PROBLEM 1 ->
In the passage on red blood cell counting, how deep is the space between the central counting platform and the coverslip?
PROBLEM 2 ->
Write what comes next in the passage on red blood cell counting, picking up after its last sentence.

EXTRACT TO READ ->
__________

Red blood cell (RBC) counting is a foundational procedure in diagnostic hematology, providing data on the quantity of oxygen-carrying cells in a sample of blood. An accurate count is important for diagnosing various conditions, such as anemia, where the count is low, or polycythemia, where it is high. The hemocytometer, often called a Neubauer chamber, is the specialized glass slide used for this manual counting method. This technique relies on precisely diluting the blood sample and counting the cells within a known, microscopic volume to determine the concentration in the original blood.
Preparing the Sample and Hemocytometer Setup
RBC concentration in whole blood is too dense to count directly, requiring precise dilution. The standard dilution ratio for red blood cell counting is typically 1:200. This dilution spreads the cells out sufficiently to prevent them from overlapping or clumping.
The diluting fluid must be isotonic to prevent the cells from swelling and rupturing (hemolysis) or shrinking (crenation). Hayem’s solution is a common choice, as it is isotonic and helps to preserve the shape of the cells. Alternatively, isotonic saline (0.85% sodium chloride) can be used, although it may slightly increase the chance of rouleaux formation, where RBCs stack together like coins. Before any sample is introduced, the hemocytometer slide and its specialized coverslip must be thoroughly cleaned with lens paper to remove any debris or streaks that could interfere with the count.
Loading the Chamber and Identifying the Grid
Once the blood sample is prepared, the suspension is introduced into the counting chamber. The hemocytometer has a shallow, precisely measured space between the central counting platform and the coverslip, which is 0.1 millimeters in depth. A small volume of the diluted blood—around 10 microliters—is gently applied to the edge of the coverslip.

__________

PROVIDED MATERIAL ->
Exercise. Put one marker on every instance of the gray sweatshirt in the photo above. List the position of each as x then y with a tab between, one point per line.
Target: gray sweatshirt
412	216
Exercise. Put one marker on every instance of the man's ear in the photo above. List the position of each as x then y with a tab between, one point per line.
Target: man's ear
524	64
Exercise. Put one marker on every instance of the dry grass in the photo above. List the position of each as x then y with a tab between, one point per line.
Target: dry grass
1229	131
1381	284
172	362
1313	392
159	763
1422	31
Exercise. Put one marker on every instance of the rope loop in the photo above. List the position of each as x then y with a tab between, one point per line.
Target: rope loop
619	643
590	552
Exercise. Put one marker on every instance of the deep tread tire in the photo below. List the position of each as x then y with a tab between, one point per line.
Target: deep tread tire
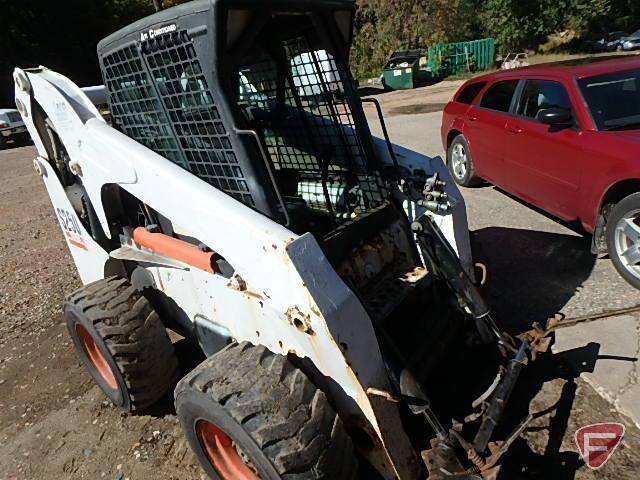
470	179
131	337
626	205
271	410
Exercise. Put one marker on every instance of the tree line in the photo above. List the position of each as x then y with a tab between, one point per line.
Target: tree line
63	34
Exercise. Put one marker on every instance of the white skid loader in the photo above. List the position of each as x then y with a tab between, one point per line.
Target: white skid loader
237	197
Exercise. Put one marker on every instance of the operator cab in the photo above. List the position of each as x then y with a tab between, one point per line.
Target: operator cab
258	101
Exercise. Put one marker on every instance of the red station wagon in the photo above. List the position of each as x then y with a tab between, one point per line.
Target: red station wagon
564	137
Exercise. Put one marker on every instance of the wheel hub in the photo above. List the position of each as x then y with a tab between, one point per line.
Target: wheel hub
227	458
627	242
96	357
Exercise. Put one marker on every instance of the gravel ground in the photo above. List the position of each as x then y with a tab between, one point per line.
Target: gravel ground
54	423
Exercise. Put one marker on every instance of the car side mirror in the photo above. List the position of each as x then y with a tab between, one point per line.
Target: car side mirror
555	116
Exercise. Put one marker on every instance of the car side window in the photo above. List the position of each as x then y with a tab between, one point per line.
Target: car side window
499	95
470	92
539	95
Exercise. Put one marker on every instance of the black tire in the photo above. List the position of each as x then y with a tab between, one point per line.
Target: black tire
141	365
282	424
469	179
625	207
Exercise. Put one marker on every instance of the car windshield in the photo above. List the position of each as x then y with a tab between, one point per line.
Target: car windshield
613	99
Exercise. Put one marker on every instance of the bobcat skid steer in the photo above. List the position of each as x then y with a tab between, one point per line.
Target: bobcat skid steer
237	197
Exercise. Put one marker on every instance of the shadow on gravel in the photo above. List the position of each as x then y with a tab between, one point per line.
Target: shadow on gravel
532	274
189	357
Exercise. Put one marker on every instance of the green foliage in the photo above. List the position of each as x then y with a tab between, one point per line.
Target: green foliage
383	26
63	35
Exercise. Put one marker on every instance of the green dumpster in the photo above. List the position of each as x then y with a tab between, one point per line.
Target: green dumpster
452	58
402	70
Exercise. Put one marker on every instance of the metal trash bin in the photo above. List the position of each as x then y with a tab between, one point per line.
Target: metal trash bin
402	70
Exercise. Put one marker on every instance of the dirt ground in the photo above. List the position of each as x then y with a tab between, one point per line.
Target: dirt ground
55	424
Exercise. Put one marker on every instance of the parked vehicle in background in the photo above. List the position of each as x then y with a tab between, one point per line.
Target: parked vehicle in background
12	128
608	42
564	137
632	42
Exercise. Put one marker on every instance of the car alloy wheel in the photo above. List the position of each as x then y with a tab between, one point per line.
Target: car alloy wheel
627	242
459	161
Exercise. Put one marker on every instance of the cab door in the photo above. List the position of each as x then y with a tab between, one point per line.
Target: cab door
544	161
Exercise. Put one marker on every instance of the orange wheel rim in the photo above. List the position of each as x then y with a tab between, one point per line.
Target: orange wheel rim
96	357
223	453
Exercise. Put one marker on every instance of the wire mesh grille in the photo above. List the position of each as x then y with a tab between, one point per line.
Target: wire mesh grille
175	115
309	130
135	108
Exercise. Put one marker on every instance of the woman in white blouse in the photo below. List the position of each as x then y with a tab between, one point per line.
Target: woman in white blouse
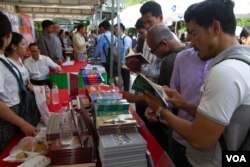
15	53
9	93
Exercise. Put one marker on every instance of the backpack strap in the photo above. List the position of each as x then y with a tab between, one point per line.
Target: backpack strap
19	79
222	140
106	55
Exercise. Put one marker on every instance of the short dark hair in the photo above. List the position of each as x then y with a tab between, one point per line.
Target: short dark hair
61	32
121	26
245	32
205	12
15	40
66	33
139	23
153	7
5	28
105	24
47	23
80	26
33	44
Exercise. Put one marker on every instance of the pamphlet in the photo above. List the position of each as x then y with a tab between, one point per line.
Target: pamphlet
140	56
142	84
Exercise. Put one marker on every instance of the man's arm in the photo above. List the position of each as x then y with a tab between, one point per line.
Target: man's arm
99	47
201	134
9	116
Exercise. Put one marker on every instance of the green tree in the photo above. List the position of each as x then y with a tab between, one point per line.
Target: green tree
133	2
243	22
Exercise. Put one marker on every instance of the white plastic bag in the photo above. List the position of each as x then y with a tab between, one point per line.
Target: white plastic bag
41	103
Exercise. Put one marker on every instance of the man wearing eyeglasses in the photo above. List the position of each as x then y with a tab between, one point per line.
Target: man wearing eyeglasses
165	46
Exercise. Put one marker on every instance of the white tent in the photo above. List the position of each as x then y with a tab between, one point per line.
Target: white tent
129	16
173	10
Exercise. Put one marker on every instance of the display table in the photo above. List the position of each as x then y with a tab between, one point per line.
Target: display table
160	158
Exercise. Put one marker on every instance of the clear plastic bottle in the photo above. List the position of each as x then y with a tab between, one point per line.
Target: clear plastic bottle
47	93
65	125
55	94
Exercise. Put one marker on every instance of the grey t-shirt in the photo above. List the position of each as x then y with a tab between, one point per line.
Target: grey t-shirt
221	102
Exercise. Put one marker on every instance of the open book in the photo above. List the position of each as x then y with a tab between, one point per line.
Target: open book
142	84
140	56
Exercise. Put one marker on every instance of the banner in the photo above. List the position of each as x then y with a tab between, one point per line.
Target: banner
26	28
13	19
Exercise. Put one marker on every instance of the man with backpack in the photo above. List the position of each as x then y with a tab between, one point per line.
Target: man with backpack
126	43
223	111
102	49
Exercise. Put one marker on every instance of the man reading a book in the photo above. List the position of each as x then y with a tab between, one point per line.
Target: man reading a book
225	93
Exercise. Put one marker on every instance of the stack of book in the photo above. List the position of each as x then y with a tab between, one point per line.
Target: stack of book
124	149
105	96
92	79
111	107
91	76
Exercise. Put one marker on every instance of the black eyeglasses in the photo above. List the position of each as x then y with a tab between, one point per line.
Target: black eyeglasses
155	48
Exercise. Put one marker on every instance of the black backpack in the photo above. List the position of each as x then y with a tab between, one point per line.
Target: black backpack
237	135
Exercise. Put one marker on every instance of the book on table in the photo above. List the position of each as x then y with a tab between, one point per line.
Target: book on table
142	84
140	56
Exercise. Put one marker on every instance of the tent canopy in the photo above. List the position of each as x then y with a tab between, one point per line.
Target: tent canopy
55	8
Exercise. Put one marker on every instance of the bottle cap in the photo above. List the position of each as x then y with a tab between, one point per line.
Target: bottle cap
64	103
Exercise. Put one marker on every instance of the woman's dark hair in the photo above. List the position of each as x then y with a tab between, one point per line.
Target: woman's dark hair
245	32
47	23
5	28
139	23
151	7
205	12
80	26
105	24
16	39
121	26
60	32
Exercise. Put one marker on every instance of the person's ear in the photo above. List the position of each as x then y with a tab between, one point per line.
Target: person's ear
243	40
13	46
216	27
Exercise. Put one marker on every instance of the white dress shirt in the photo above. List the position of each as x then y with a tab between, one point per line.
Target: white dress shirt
24	72
9	90
39	70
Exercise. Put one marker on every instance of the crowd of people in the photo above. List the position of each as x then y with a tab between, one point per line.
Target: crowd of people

__________

ANSWER SPACE 1 ->
0.1 millimeters

ANSWER SPACE 2 ->
Capillary action draws the fluid underneath the coverslip, filling the chamber uniformly. Avoid overfilling the chamber, as this leads to an inaccurate volume measurement. The chamber is allowed to sit undisturbed for three to five minutes, permitting the red blood cells to settle on the counting grid surface. The hemocytometer is then placed on the microscope stage, and the light is adjusted to visualize the grid pattern.
The low-power objective (10x magnification) is used to locate the ruled area, which consists of nine large squares. For RBC counting, the central square is the focus, and the magnification is switched to the high-power objective (40x magnification). This central square is subdivided into 25 medium squares, and each medium square is further divided into 16 of the smallest squares, which define the counting boundaries.
Methodology for Tallying Red Blood Cells
Red blood cells are counted within a specific, representative area of the central grid. Standard practice is to count the cells found in five of the 25 medium squares within the central large square. These five squares include the four corner medium squares and the one medium square located directly in the center of the grid.
A common technique is the serpentine or “zig-zag” pattern, where the count proceeds across the rows of the small squares in a back-and-forth motion. A mechanical tally counter is typically used to keep a running total, reducing the chance of human error.
The boundary rule dictates how to count cells that lie on the lines of the grid. A widely accepted rule is to count all cells entirely within the square and those that touch the top and left boundary lines. Conversely, cells touching the bottom or right boundary lines are systematically excluded from the count for that specific square.
Final Calculation and Reporting the Concentration
Once the raw count is obtained, a mathematical formula converts this number into the clinically relevant concentration of red blood cells in the original blood sample. The calculation accounts for the number of cells counted, the volume of the chamber, and the dilution factor. The formula is: RBCs per µL = (Number of Cells Counted × Dilution Factor) / Volume Counted in mm³.
The volume of the fluid in the five counted squares is a fixed value, determined by the known area and depth of the chamber. The total area of the five counted squares is 1/5 of a square millimeter, and the depth is 0.1 mm. Thus, the volume of the five squares is calculated as 0.02 mm³. Since 1 mm³ is equivalent to 1 microliter (µL), this volume is 0.02 µL.
Using the standard 1:200 dilution, the overall factor for the calculation simplifies significantly. The depth factor (1/0.1 = 10) and the area factor (5) combined with the dilution factor (200) result in a total multiplication factor of 10,000. Therefore, the total red blood cell count is the raw number of cells counted multiplied by 10,000.
If a hypothetical count of 550 cells was obtained from the five designated squares, the final concentration would be 550 × 10,000, which equals 5,500,000 cells/mm³ or 5.5 million cells/µL. The final result is always reported in standard units, typically as the number of red blood cells per cubic millimeter (mm³) or per microliter (µL) of whole blood.